TO DO - Render the lines of the listing as a numbered list, beginning at its start and continuing through the line that contains "[168,515,361,680]", both included. Omit blank lines.

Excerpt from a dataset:
——————

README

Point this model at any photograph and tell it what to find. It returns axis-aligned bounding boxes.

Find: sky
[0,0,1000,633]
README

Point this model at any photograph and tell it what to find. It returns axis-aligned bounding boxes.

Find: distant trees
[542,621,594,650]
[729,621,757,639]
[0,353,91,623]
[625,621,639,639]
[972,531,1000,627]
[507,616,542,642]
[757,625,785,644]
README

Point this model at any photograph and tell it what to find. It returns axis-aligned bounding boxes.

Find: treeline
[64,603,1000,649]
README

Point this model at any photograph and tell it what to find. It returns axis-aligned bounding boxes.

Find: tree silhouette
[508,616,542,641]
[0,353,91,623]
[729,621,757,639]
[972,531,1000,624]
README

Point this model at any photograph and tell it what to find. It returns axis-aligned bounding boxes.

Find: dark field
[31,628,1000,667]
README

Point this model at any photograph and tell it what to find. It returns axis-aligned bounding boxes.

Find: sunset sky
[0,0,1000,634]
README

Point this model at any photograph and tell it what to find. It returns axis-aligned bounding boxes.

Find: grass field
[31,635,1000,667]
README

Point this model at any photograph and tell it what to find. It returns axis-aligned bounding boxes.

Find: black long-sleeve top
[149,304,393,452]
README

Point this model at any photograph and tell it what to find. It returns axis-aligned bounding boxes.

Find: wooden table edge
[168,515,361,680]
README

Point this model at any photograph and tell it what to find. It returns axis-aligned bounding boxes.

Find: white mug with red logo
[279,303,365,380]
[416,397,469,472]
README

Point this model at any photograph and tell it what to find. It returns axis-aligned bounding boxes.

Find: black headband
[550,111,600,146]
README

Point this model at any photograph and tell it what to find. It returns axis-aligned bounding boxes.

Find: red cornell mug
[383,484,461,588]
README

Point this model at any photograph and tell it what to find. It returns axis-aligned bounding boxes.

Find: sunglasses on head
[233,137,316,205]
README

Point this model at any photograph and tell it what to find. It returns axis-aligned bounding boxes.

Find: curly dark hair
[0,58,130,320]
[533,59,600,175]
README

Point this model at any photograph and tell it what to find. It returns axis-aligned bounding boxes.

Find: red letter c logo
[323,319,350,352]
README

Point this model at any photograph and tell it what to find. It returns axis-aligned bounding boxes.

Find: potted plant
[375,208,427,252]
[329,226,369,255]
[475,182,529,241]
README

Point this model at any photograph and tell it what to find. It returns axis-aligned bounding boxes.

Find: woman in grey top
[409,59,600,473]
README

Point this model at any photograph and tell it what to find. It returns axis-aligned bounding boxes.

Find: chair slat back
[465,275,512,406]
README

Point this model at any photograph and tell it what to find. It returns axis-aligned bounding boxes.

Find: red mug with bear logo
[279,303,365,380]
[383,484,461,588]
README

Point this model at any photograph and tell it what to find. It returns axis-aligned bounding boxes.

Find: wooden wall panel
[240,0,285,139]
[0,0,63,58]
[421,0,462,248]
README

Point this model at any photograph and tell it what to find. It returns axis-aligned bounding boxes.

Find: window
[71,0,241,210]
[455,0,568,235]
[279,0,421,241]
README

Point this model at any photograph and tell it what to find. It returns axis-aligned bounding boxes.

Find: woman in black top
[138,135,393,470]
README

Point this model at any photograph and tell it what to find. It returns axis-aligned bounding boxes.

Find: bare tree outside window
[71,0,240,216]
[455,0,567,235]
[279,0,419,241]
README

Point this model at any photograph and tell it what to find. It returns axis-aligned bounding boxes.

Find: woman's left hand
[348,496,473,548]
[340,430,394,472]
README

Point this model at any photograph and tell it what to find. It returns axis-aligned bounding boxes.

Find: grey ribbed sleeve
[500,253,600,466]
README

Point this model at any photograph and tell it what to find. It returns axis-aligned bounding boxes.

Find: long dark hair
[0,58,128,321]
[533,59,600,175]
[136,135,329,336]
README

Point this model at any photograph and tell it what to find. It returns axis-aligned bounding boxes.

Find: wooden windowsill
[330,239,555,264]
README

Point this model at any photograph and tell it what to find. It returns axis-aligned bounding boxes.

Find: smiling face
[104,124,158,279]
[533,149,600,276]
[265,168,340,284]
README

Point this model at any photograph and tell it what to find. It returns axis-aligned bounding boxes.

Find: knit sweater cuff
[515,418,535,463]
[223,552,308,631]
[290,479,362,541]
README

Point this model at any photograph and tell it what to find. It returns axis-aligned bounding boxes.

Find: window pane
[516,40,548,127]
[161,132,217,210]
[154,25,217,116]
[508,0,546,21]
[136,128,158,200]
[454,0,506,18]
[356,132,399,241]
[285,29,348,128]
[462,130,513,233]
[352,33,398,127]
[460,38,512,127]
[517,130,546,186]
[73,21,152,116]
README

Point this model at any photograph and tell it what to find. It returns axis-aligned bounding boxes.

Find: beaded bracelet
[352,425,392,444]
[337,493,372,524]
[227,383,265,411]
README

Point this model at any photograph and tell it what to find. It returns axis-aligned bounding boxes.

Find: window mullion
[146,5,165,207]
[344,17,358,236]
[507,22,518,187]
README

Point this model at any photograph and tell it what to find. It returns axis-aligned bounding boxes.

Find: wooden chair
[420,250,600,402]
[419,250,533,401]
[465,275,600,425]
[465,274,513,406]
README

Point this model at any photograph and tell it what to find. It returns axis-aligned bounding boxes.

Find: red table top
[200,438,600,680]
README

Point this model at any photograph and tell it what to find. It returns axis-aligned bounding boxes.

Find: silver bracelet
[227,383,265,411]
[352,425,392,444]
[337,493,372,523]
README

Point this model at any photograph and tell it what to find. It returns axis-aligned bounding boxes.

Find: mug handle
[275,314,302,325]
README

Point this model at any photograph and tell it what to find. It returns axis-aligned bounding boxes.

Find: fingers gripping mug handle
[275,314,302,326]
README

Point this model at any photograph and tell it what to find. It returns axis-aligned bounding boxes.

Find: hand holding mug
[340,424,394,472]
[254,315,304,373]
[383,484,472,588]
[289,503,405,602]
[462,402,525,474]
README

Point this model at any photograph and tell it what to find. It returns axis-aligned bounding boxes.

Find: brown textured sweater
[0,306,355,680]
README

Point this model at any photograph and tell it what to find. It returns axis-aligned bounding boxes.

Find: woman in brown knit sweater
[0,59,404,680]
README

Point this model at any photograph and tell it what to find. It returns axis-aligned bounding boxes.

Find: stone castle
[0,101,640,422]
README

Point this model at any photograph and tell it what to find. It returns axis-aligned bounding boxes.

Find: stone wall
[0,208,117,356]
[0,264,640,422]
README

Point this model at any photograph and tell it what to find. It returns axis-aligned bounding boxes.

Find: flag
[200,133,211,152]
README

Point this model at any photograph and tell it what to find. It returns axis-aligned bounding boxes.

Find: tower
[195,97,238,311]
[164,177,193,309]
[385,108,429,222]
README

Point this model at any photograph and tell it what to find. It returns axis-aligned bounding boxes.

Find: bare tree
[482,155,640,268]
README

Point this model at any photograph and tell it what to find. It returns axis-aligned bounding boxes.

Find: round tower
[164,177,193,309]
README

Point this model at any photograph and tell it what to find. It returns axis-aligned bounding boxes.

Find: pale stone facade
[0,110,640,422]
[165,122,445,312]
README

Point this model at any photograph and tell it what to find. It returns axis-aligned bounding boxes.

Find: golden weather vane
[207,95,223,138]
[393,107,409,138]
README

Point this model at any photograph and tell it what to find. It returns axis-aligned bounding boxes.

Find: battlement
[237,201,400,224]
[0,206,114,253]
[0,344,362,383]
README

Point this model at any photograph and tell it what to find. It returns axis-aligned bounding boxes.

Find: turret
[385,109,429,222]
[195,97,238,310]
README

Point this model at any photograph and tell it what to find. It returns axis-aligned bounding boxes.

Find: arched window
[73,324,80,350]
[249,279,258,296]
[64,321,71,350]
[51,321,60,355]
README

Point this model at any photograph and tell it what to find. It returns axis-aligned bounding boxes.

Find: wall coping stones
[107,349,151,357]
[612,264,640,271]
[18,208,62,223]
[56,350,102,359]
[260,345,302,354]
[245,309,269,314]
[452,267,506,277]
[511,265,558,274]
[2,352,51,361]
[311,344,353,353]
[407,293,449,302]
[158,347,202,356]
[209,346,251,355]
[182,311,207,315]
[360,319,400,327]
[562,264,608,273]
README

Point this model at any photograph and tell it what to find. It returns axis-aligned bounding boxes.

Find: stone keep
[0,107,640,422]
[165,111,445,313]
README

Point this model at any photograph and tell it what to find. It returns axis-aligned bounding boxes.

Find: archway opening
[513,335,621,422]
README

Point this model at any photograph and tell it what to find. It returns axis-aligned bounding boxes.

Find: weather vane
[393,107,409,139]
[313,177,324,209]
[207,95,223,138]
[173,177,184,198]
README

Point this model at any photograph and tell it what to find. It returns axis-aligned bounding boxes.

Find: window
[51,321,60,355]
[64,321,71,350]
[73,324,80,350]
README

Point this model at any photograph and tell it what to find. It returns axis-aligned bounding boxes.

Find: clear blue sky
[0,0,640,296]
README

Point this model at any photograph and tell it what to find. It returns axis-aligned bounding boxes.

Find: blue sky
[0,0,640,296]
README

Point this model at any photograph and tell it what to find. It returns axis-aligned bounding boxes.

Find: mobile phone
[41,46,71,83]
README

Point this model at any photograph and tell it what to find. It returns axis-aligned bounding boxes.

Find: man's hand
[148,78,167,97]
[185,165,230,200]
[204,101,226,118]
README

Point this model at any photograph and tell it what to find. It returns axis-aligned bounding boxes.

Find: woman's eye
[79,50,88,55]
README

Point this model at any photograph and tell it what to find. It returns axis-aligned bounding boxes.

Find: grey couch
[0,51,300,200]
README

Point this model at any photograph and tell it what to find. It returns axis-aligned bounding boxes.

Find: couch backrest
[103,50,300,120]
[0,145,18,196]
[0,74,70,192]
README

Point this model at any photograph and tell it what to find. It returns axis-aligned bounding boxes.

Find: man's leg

——————

TASK RESULT -
1. README
2. Point this model at any photograph and tell it what to find. It returns axis-aligned bounding boxes.
3. Find: sky
4. [0,0,1000,633]
5. README
6. Point this model at any photograph and tell it what to find. It returns axis-aligned bounding boxes.
7. Find: distant trees
8. [542,621,594,650]
9. [729,621,757,639]
10. [0,353,91,623]
11. [625,621,639,639]
12. [972,531,1000,627]
13. [507,616,542,642]
14. [757,625,785,644]
15. README
16. Point this model at any photograph and tell it what to find. It returns axis-aligned bounding boxes.
17. Find: treeline
18. [64,603,1000,649]
19. README
20. Point this model at any photograph and tell it what to find. It returns axis-aligned bounding boxes.
21. Find: tree silhouette
22. [508,616,542,641]
23. [0,353,91,623]
24. [729,621,757,639]
25. [972,531,1000,624]
26. README
27. Point this model at any photograph and tell it what to find. It returns axis-aligned bounding boxes.
28. Find: dark field
29. [31,628,1000,667]
30. README
31. Point this model at any photograph and tell it what to find. It returns axis-aligned bounding boxes.
32. Find: sunset sky
33. [0,0,1000,634]
34. README
35. Point this model at any photograph and tell it what to find. It returns axis-aligned bounding boxes.
36. Find: grass field
37. [31,635,1000,667]
38. README
39. Point this model at any photograph and tell it what to find. It returns axis-aligned bounding boxes.
40. Find: black long-sleeve top
41. [149,304,393,452]
42. README
43. Point this model at any photograph and tell it what to find. It returns axis-aligned bounding boxes.
44. Find: wooden table edge
45. [168,515,361,680]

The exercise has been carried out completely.